> _Source passage_:
-=-=-=-=-
When drought struck Chamonix in ‘Drycember’ it also brought the adventure skiers out to play, British transplants among them. Pete Houghton tells the tale of the third known descent of the elusive Frigor Couloir
“It’s a bit firm up here!” I call down to Joel, just out of sight, nestled in the rocks a few metres below me, before I wrench my axe from the bulletproof snow and poke it down behind my rucksack, between my shoulder blades. I scrape my way tentatively, noisily, with a wince and gritted teeth, out into the middle of the narrow couloir, telling myself over and over that I just tuned my edges last night. I only hope I did a good enough job. “Crikey, it’s a bit firm everywhere…” I cry, my voice breaking ever so slightly.
Nearly a month after the last storm, which also happened to be the first and only one of the season so far, we had an inkling of an idea that there might be some soft snow hidden deep in the guts of this sheltered and seldom-skied couloir, tucked away beneath the stark and terrifying Nant Blanc face of the Aiguille Verte. Maybe we were being naive, maybe overly optimistic. Maybe we just wanted an adventure.
-=-=-=-=-
> _Records provided_:
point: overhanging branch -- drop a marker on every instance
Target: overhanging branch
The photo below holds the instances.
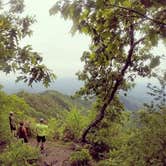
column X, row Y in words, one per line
column 139, row 13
-=-=-=-=-
> _What you need to do_:
1) In the Frigor Couloir account, what made the skiers think there might still be soft snow in the couloir nearly a month after the last storm?
2) Copy the stretch of the Frigor Couloir account from "Nearly a month" through "wanted an adventure." word for word.
3) Resume the Frigor Couloir account after its last sentence.
The items above are separate material and are not part of the Frigor Couloir account.

> _Answers below_:
1) The couloir is sheltered and seldom skied, so they suspected that soft snow from the season's first and only storm might still be hidden deep inside it.

2)
Nearly a month after the last storm, which also happened to be the first and only one of the season so far, we had an inkling of an idea that there might be some soft snow hidden deep in the guts of this sheltered and seldom-skied couloir, tucked away beneath the stark and terrifying Nant Blanc face of the Aiguille Verte. Maybe we were being naive, maybe overly optimistic. Maybe we just wanted an adventure.

3)
In what would turn out to be one of the driest Decembers of all time in the Chamonix valley, if you wanted to ski the good stuff, you had to be both a little creative in your route choice and enthusiastic enough to go and find it. But the very drought that we were all wishing so desperately to see the end of had created the perfect conditions in which to do so, because although we hadn’t seen any fresh snow since the great storm which brought us over a metre in that one weekend back in the middle of November, a short-and-sudden heatwave followed by persistent low temperatures had cemented what snow we had been given firmly into place. There were no complicated layers in the snowpack, just a solid, stable base. So despite the seemingly-poor conditions, there were people out there pushing the boundaries.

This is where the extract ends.